*WHAT NEEDS TO BE DONE*.
Look through the entries. Copy each line that has the word "Provide".

=-=-=-=-=

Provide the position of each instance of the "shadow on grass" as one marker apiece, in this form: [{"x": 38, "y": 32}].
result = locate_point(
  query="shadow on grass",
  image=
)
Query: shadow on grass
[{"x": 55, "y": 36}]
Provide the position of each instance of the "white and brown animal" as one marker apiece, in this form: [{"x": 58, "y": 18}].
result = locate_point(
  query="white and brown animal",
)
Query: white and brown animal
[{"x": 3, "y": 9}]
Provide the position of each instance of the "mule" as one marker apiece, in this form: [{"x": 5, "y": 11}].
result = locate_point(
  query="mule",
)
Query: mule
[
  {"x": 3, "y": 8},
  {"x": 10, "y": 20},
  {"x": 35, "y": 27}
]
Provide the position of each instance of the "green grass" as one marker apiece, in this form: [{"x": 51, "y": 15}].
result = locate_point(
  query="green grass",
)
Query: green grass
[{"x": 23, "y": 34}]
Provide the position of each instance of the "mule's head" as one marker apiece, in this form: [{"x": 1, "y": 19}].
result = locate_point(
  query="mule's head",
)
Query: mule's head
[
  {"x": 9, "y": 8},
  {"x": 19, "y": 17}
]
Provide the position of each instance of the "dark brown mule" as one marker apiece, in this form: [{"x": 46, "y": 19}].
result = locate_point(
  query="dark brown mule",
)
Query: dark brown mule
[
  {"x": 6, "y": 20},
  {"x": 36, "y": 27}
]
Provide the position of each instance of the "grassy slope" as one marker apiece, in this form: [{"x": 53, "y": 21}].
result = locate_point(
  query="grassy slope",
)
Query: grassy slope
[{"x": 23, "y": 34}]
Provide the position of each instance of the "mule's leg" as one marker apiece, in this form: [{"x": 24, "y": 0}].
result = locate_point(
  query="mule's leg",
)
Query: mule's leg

=-=-=-=-=

*SOLUTION*.
Provide the position of each instance of the "shadow on grass" as one marker apiece, in this form: [{"x": 38, "y": 32}].
Provide the position of each instance of the "white and brown animal" as one marker apiece, in this form: [{"x": 58, "y": 18}].
Provide the position of each instance of the "mule" as one marker apiece, in this form: [{"x": 5, "y": 11}].
Provide the position of each instance of the "green grass" as one marker apiece, in this form: [{"x": 51, "y": 15}].
Provide the position of each instance of the "mule's head" as one marker apiece, in this form: [{"x": 1, "y": 19}].
Provide the position of each instance of the "dark brown mule" as one marker apiece, in this form: [{"x": 46, "y": 19}].
Provide the position of each instance of the "grassy slope" as one marker apiece, in this form: [{"x": 53, "y": 21}].
Provide the position of each instance of the "mule's leg" as one marker apiece, in this form: [{"x": 24, "y": 0}].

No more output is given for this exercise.